Data for this exercise =
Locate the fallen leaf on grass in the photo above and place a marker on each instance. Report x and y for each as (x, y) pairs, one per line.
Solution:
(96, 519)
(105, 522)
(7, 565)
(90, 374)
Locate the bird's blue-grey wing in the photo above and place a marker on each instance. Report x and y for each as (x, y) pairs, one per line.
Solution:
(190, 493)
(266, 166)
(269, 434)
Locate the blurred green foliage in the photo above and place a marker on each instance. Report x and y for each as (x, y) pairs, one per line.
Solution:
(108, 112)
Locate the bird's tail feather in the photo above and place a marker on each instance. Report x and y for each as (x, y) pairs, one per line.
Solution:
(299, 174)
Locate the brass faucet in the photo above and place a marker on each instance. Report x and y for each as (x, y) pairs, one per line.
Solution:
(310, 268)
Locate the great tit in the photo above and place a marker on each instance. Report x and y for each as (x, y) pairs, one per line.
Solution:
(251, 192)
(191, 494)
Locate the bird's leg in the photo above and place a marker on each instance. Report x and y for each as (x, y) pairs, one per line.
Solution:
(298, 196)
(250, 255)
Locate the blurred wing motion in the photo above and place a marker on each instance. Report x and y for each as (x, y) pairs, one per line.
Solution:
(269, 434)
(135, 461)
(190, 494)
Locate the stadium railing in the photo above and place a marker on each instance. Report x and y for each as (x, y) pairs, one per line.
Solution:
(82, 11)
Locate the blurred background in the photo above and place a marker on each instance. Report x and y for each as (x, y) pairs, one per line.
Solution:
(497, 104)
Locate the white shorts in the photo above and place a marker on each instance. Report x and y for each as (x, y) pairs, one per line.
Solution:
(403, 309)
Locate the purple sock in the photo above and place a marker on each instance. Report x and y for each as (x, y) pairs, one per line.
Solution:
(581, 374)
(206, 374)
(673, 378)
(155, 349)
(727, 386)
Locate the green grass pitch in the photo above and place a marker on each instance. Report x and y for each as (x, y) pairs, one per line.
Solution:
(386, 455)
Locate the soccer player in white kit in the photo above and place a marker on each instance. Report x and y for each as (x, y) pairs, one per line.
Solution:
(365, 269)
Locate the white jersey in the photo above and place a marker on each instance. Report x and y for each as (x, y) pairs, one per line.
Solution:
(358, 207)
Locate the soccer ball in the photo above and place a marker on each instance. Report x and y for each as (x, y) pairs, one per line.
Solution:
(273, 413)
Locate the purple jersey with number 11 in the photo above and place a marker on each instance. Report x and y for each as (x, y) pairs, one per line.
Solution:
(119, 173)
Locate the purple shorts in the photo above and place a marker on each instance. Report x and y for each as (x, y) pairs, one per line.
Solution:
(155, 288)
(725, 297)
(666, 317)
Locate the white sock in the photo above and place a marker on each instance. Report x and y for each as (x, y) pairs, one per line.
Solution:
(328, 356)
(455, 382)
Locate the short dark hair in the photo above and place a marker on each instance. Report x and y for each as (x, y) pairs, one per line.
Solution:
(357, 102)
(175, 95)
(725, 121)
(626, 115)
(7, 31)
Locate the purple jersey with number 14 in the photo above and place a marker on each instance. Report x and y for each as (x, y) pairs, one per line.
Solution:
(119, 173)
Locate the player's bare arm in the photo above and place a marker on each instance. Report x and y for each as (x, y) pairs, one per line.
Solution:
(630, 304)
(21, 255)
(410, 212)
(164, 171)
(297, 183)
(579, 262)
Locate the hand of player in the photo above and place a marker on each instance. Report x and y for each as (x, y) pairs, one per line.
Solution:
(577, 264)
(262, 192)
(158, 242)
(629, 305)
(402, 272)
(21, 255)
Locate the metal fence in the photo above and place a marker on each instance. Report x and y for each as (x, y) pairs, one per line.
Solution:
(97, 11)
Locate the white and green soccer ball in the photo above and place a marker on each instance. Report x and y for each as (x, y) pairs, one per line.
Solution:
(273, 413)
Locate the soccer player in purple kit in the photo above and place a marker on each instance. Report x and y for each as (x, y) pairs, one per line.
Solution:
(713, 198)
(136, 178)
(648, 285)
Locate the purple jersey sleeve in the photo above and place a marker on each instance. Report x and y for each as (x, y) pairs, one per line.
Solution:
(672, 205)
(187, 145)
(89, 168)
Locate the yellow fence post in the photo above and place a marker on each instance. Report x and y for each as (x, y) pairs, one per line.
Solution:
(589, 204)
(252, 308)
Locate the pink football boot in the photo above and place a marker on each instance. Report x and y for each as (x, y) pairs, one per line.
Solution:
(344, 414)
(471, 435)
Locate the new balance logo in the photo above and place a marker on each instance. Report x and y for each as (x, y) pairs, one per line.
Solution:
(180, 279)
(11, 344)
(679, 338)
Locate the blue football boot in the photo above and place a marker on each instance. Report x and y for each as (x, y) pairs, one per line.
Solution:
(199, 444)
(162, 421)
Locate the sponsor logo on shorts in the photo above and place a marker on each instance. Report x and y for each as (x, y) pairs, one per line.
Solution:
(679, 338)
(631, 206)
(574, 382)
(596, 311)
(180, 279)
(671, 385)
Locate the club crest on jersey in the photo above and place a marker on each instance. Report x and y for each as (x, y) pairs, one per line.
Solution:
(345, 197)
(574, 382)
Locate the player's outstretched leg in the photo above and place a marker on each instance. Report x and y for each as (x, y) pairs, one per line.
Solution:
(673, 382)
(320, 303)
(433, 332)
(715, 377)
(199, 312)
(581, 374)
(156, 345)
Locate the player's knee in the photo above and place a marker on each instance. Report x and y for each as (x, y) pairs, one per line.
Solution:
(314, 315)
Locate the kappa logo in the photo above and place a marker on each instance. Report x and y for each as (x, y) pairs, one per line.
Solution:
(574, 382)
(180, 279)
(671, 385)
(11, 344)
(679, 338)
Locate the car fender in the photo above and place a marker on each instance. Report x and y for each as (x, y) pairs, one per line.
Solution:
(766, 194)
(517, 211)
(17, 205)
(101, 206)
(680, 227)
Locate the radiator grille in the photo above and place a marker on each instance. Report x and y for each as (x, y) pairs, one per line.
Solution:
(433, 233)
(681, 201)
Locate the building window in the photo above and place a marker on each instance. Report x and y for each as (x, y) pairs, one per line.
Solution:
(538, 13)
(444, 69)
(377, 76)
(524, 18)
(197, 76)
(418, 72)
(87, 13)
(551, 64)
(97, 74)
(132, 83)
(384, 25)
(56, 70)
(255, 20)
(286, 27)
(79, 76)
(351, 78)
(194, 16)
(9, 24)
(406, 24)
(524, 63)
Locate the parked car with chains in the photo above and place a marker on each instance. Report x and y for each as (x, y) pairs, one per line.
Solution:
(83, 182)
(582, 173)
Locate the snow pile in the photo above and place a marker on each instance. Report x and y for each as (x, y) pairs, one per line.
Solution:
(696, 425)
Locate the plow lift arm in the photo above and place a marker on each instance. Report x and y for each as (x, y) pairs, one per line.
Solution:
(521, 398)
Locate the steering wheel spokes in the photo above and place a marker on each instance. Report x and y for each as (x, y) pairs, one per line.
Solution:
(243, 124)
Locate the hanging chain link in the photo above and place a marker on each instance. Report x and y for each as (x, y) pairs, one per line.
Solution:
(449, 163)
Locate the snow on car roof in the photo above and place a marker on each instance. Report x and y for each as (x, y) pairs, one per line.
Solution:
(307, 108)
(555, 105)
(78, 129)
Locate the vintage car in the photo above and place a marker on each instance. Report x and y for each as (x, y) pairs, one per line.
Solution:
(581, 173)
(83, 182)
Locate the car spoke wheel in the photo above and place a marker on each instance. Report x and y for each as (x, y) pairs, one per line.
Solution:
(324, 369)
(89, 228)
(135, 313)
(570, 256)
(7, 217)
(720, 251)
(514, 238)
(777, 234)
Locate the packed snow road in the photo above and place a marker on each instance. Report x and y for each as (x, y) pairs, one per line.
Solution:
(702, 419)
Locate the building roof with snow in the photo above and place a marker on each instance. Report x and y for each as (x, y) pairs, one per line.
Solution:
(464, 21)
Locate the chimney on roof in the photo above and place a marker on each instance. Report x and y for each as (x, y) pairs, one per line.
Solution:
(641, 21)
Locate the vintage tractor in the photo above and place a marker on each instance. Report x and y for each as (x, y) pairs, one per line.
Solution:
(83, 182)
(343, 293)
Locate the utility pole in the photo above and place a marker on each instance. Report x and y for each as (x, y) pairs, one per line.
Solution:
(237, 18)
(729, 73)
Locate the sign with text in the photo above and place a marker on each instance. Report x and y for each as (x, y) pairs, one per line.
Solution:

Task details = Look through the listing above and give the number of lines containing the string "roof", with nothing else.

Exercise response = 3